● **What this task involves**:
Every record below should be written out exactly; pictures stay out.

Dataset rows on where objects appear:
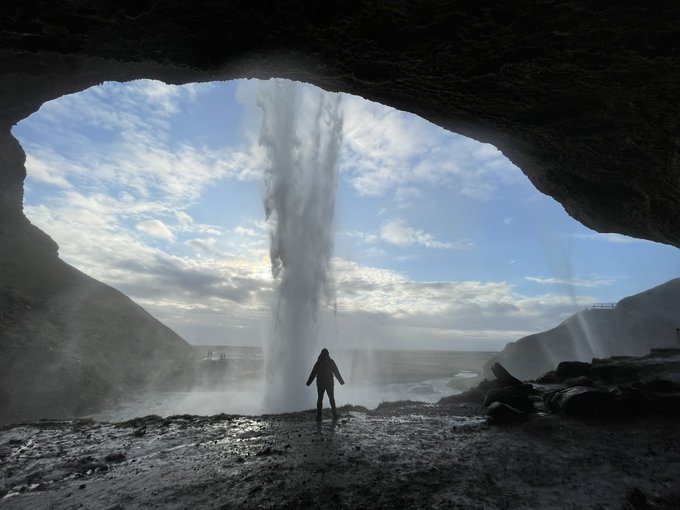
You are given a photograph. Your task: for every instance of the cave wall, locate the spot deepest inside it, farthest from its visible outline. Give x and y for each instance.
(580, 95)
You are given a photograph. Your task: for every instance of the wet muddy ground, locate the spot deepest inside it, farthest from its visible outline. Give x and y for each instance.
(398, 456)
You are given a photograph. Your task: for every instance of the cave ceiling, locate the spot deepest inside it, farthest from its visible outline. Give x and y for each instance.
(581, 95)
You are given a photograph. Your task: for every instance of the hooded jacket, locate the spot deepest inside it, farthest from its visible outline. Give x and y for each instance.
(324, 370)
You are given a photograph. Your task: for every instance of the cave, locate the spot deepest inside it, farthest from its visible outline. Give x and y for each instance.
(581, 96)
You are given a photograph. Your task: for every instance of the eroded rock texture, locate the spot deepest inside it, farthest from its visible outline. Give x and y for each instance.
(580, 95)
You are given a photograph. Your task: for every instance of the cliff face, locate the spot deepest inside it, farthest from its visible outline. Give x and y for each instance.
(581, 95)
(70, 344)
(637, 324)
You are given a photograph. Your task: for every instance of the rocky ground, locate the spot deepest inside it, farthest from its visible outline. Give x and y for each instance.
(401, 455)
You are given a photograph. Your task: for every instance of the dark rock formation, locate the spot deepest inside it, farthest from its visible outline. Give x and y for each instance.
(500, 414)
(619, 387)
(68, 343)
(513, 397)
(638, 324)
(580, 95)
(504, 377)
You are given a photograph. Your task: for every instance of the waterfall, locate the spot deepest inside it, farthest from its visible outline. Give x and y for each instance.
(302, 135)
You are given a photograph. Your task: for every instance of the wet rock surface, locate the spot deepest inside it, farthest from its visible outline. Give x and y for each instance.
(401, 455)
(606, 389)
(580, 95)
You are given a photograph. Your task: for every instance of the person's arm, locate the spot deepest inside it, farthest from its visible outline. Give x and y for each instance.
(313, 374)
(337, 373)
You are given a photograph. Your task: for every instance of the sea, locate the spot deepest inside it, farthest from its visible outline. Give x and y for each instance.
(230, 379)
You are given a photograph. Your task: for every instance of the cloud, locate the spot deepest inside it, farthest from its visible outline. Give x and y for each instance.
(155, 228)
(608, 238)
(386, 150)
(575, 282)
(245, 232)
(397, 232)
(118, 172)
(206, 245)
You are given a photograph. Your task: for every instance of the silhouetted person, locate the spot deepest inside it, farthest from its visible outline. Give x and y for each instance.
(324, 370)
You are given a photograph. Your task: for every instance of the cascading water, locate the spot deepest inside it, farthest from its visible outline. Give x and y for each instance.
(302, 135)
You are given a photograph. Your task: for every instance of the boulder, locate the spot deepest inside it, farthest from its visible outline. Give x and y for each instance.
(513, 397)
(584, 402)
(504, 377)
(500, 413)
(568, 369)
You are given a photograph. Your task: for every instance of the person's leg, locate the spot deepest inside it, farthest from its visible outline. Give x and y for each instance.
(331, 397)
(319, 401)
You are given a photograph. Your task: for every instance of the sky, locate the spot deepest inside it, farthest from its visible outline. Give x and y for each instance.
(440, 241)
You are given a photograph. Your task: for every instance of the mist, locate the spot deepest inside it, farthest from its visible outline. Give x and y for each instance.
(302, 139)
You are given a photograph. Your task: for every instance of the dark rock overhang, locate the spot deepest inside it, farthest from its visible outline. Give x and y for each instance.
(580, 95)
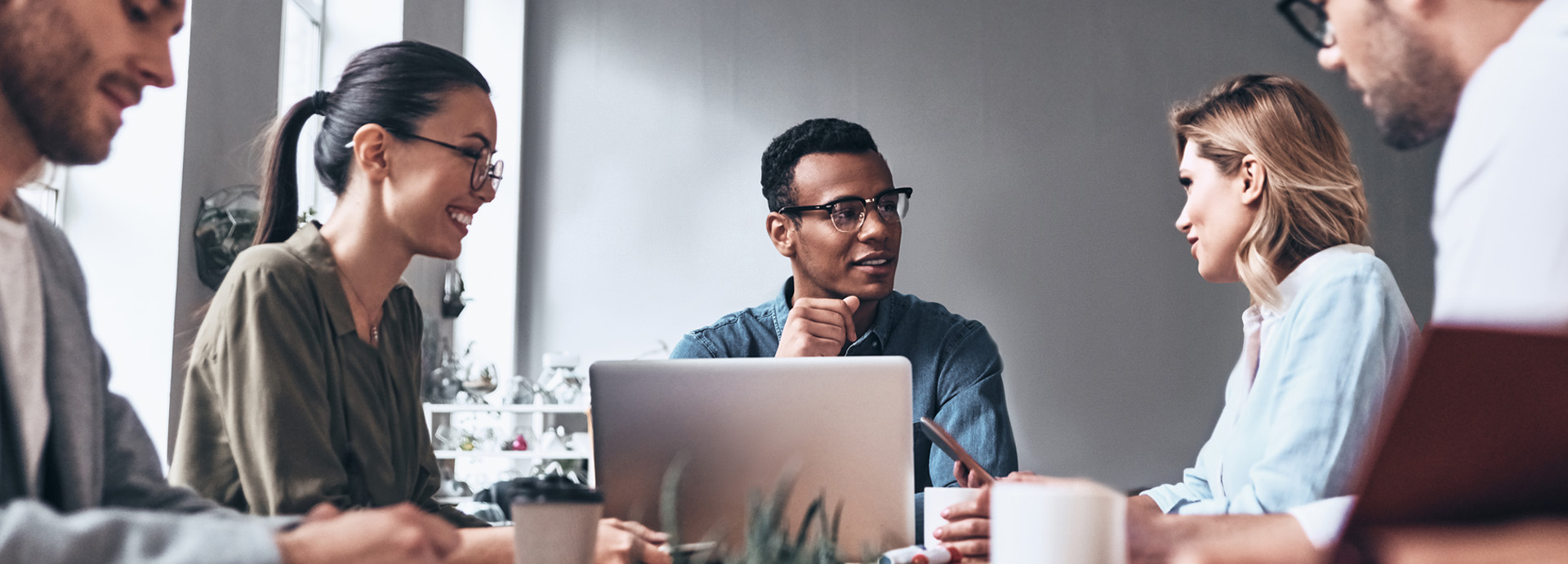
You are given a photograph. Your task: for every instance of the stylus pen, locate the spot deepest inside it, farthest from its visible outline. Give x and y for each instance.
(688, 548)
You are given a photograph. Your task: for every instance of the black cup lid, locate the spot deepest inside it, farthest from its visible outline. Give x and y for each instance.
(552, 489)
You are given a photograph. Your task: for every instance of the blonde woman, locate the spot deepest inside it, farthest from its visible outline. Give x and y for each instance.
(1274, 203)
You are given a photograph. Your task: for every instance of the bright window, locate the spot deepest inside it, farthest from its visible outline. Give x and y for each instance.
(300, 76)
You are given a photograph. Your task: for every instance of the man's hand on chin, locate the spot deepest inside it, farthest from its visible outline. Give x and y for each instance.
(819, 327)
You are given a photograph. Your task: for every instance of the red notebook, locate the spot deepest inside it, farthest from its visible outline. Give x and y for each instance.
(1476, 432)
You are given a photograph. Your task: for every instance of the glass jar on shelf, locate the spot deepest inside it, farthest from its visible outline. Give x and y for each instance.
(560, 383)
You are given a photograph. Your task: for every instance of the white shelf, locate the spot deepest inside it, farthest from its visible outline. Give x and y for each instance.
(513, 454)
(507, 407)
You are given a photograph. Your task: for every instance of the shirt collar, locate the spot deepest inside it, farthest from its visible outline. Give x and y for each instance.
(1545, 20)
(313, 248)
(879, 330)
(1303, 272)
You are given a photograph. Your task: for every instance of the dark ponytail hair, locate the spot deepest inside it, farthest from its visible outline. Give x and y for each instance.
(394, 85)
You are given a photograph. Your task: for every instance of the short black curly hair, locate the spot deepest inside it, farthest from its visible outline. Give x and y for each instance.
(808, 137)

● **Solution to this problem**:
You are given a photograph. Your task: for every instance of the cave wall, locate the spot deepest inside it, farthest from its visible outline. Give x and y for each instance.
(580, 95)
You are given a photograph. Your task: for every instance of the wet muddy ground, locate the spot deepest inside it, farthest from its visible outline. Give x and y for each instance.
(398, 456)
You are given a photograph. Your task: for every instance of the cave ceiling, locate the spot deepest inside it, farthest from its visible outline. Give x and y for each instance.
(581, 95)
You are given a photograph. Your task: for every instance of the hooded jacket, locate the spot deepest inside it, farthest from its visible outline. Give x and y for each instance.
(324, 370)
You are given a photograph. Your task: for every instance of the cave, locate the spot deepest inside it, farthest from its visible outline. Give x and y for each instance.
(581, 96)
You are given a photograph. Your task: for every instance of the eroded rock texture, locate the spot deepest inside it, farthest from its visible outline. Give x and y for each instance.
(580, 95)
You are given a photograph. Your task: for every instance of the cliff face, locate the spot deepest inside it, farthest from its visible outline. Give x and y for each instance.
(581, 95)
(70, 344)
(637, 324)
You are given a photograph. Your task: for every instance of the rocky ground, locate the spot deepest inside it, farthest from its visible outline. Give x and y for each instance.
(401, 455)
You are given a photograph. Your task: for every instance of the dark rock formation, locate the spot deepest inside it, farthest from its visible outline. Give x and y for each instance.
(500, 414)
(619, 387)
(68, 343)
(513, 397)
(638, 324)
(580, 95)
(504, 377)
You are given a photograph. Your task: for every instance of the waterfall, locate the spot deepest inside it, farthest from its visible outline. Give x and y for each instance.
(302, 135)
You are given a photograph. Your task: for every instance of the wet rock surface, locate the spot deepest inside it, farthest from its visible outline. Give x and y for each instance.
(401, 455)
(606, 389)
(580, 95)
You are given a photograph. Your task: for every instance of the person's arm, locate the spot deepest inside it, farthest from its visible outline. Give x and y for each instance.
(313, 374)
(337, 373)
You are given a photograph. Your task: for every instance of the sea, locate the spot deepest inside it, farthest from its visible outline. Give x and y for each instance.
(230, 379)
You are given a photograph. Your task: for every instance of the cloud, locate the spot deepest inside it, farthest from its visible outline. Give x and y for each instance.
(155, 228)
(608, 238)
(386, 150)
(575, 282)
(245, 232)
(397, 232)
(118, 172)
(206, 245)
You are given a photograph. Your task: for every instance of the silhouetted person, locate the spot deepest inside it, farthest from its visible outline. Give x and y for each instance.
(324, 370)
You are given a photograph. Your task: for every instance of the cascading water, locate the spot deepest inside it, farthest from its visible outline. Give x and y for each instance.
(302, 135)
You are given a photograph. Your task: for every instance of the boulder, locate the spot deepest inside it, farthest from its visible outline. Give x and y for each instance.
(513, 397)
(584, 402)
(504, 377)
(500, 413)
(568, 369)
You are given a photograph. Your task: for every instance of the person's leg, locate the spot deepest inside it, farthest from its visible outline. Give x and y for each instance.
(331, 397)
(319, 401)
You are given a photograph. Your task: for every instance of the sky, locate the spot deepest inside it, farthest from its visible outline. Give x and y for each instance.
(440, 241)
You are given a photograph. Your task: for every instance of the mist, locate the spot deepest inside it, farthest from its visible outline. Give x and y for each instance.
(302, 139)
You are given a photograph. Your task: for every instance of the dark rock overhang, locate the spot deepest inside it, farthest from its visible outline. Give x and y for each instance.
(580, 95)
You are given a photograph. Your task: for every instance of the stylus pen, locate the spot deepest inside it, farthest from its visible outline. Give x and y for each instance.
(688, 548)
You are given a photograph. Your task: for every instance of the black cup lid, locate the spot deepest inside it, farthest from its visible outline. Give x and y for each instance.
(552, 489)
You are given a photograph. Your task: for every instance of the blonde woman, locate the spot deepest inside it, farthest from its visible outline. Give x and y for each instance.
(1274, 203)
You are given a photograph. Your task: for every instance of the bright window, locate the spot deepest inside it, farthest from its visible outline. Give x and y for each instance.
(300, 76)
You are given a photograph. Your task: for every instance of the man's hand on chin, locate the spot deepest inside it, farthest from its visible outline. Give x and y for each instance.
(819, 327)
You are given a photograph. Your task: for every instance of the red notebook, locate the spot deepest inside it, farthest from its visible outline. Give x and y for each instance.
(1476, 432)
You are given a photograph. Your task: for every instance of the glass jar on shelf, locate the spot deepest inside it, farthest from its visible outline. Give x and y for each instance.
(560, 383)
You are given a photograph. Your task: for every instance of the white shelf, locate the spot deepest inside it, farthest from its visible outline. Give x and y for each instance.
(513, 454)
(507, 407)
You are given a photograph. Your task: for every instance of the shirt collar, locate the spot deepest inside it, farthest from its visible outline. Give x and y for each instance.
(1545, 20)
(313, 248)
(879, 330)
(1303, 272)
You are given a photograph. Your task: for every instance of the dark ponytail hair, locate the spot deepest inside it, farthest from its visible outline. Give x and y for each instance.
(394, 85)
You are given a photograph. Your task: for every instance of the short black curly hair, locate the spot deepest inside it, farthest from its visible outline. Give x and y for each instance.
(808, 137)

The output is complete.